§ **TEXT PASSAGE**:

──────────────────────────────

Before I left for the last two weeks of travels through the deserts, mountains, and beaches of Washington, I began a discussion on global warming, which centred on water use in dryland climates, and how misunderstanding of the ways in which water works in drought leads not only to waste and water poverty but to the bizarre contributions of local cooling to global warming. To refresh your memory, the original article is here. As you may recall, we were up on the hills, looking down over the remnants of the wetlands in the valley bottom, largely divorced from the hills that once fed them and turned into channels for run-off surface water. Still, they are rich in life, despite their reduced size. Here we are, down in the valley bottom, three weeks ago…
Okanagan Landing Wetlands
A complex environment filtering water through a diverse community of plants and animals.
It looks as great as it should look. All is, sadly, not well, though, even in this rich source of life. Here, for example, is what that wetland looks like when we turn east and look away from the previous shot:
Infill and Weeds
What happens to a wetland far too often. Note the cat tails. More about them below.
That’s not the only thing that happens to wetlands, though. They seem to be the ultimate space for humans to expand into, making dry land where they once needed frog flippers and gills, and like the western space, cleared of Indigenous peoples by Canadian and American land reservation systems, that is continually being rewritten according to images from somewhere else, they are being transformed into all kinds of uses. Here is the same wetland, but looking north towards the hills where we started this story (and this blog’s home)…
Wright Field Soccer Pitch
It is here in monocultured grass irrigated by effluent from the Vernon Water Treatment System that the young people of Vernon are trained to be healthy and to engage in sport, in a tradition that goes back to mid-19th century Leipzig, where gardening and sport were seen as combined activities to ensure the health of inner city kids living in environments poisoned by coal smoke.

──────────────────────────────

Saved entries:
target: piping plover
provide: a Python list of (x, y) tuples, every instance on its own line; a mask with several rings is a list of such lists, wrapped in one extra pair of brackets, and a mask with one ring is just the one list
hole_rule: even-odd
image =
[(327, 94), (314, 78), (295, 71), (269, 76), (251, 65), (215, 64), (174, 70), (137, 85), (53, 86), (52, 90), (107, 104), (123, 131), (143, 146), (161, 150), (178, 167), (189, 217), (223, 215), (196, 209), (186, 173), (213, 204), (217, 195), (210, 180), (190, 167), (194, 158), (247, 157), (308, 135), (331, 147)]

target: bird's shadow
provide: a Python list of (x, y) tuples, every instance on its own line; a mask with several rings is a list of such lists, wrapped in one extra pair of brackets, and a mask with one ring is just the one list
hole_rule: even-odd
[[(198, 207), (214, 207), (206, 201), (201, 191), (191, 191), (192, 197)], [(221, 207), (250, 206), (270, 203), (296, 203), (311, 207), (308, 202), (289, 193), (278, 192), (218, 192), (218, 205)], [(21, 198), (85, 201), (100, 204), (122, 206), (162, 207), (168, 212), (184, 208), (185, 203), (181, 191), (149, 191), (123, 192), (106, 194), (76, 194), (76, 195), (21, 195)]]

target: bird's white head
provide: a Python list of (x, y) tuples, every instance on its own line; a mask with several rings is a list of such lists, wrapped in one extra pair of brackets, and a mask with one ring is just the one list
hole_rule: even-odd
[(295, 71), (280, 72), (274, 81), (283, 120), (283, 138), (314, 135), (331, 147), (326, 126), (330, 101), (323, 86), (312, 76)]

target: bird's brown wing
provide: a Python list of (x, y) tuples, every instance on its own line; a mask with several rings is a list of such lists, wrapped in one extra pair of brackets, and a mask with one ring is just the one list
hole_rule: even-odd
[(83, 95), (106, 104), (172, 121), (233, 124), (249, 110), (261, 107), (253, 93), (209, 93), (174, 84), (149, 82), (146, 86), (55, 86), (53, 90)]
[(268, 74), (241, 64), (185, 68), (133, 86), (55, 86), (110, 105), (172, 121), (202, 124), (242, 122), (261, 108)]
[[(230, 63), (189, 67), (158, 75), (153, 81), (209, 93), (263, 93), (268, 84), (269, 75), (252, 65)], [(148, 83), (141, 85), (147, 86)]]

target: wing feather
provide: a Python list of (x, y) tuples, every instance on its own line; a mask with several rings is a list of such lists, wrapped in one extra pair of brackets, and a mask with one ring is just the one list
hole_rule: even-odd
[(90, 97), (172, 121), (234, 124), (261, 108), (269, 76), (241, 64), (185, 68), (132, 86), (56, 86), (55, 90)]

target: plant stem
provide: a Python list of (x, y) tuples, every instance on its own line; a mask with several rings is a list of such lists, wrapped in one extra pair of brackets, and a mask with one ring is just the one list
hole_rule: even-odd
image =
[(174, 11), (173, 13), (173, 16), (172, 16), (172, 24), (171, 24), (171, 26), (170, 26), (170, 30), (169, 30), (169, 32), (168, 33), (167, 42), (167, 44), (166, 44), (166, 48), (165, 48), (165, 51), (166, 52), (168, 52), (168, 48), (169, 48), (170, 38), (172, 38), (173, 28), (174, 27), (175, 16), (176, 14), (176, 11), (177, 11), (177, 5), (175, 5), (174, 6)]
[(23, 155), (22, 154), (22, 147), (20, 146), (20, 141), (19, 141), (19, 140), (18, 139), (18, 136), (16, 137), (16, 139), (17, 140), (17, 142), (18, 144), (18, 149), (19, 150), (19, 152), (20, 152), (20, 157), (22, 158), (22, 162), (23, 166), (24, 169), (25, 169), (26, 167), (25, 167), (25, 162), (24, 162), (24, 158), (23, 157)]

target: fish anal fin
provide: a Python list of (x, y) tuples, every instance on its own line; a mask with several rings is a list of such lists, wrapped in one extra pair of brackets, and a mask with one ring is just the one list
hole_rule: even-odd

──────────────────────────────

§ **WRITTEN PROBLEM 1**:
In the text on the Okanagan wetlands, what is used to irrigate the grass of the Wright Field soccer pitch?
§ **WRITTEN PROBLEM 2**:
According to the text on the Okanagan wetlands, why were gardening and sport treated as combined activities in mid-19th century Leipzig?
§ **WRITTEN PROBLEM 3**:
Pick up the text on the Okanagan wetlands after its final sentence and carry it forward.

§ **EXERCISE RESPONSE 1**:
Effluent from the Vernon Water Treatment System.

§ **EXERCISE RESPONSE 2**:
They were meant to keep inner-city children healthy. Those children lived in environments poisoned by coal smoke.

§ **EXERCISE RESPONSE 3**:
Health, it seems, has a specifically human meaning in this new environment, with perhaps too little recognition of how humans are actually a part of complex systems, that, in fact, humans and the natural systems in which they live are indistinguishable, just as the blackbird that nests in the cat tails we saw above and the cat tails in which it nests are indistinguishable: together they are the life in the moment.
Biodiversity on the Soccer Pitch
Two species: Humans and Grass.
Even without the life that allowed the original wetlands to filter the water of the entire system, this new wetland/sports field is being asked to filter the city’s waste water. Voilà.
Yeah, That’s Healthy.
Sport is not the only use to which wetlands can be put once their connection to the natural environment is broken by the imagination that sees water as a flowing surface product, rather than a component of a complete, living environment. There is, for example…
The Vernon Regional Airport
… and …
The Replacement Okanagan Landing Wetland
It’s not possible to live here anymore, but birds can now take advantage of human pursuits and have a bath. Meanwhile, looking south…
Road, Cat Tails in a Ditch, and a Subdivision
More habitat for humans.
This habitat includes not only recreational and living space, but spiritual space as well.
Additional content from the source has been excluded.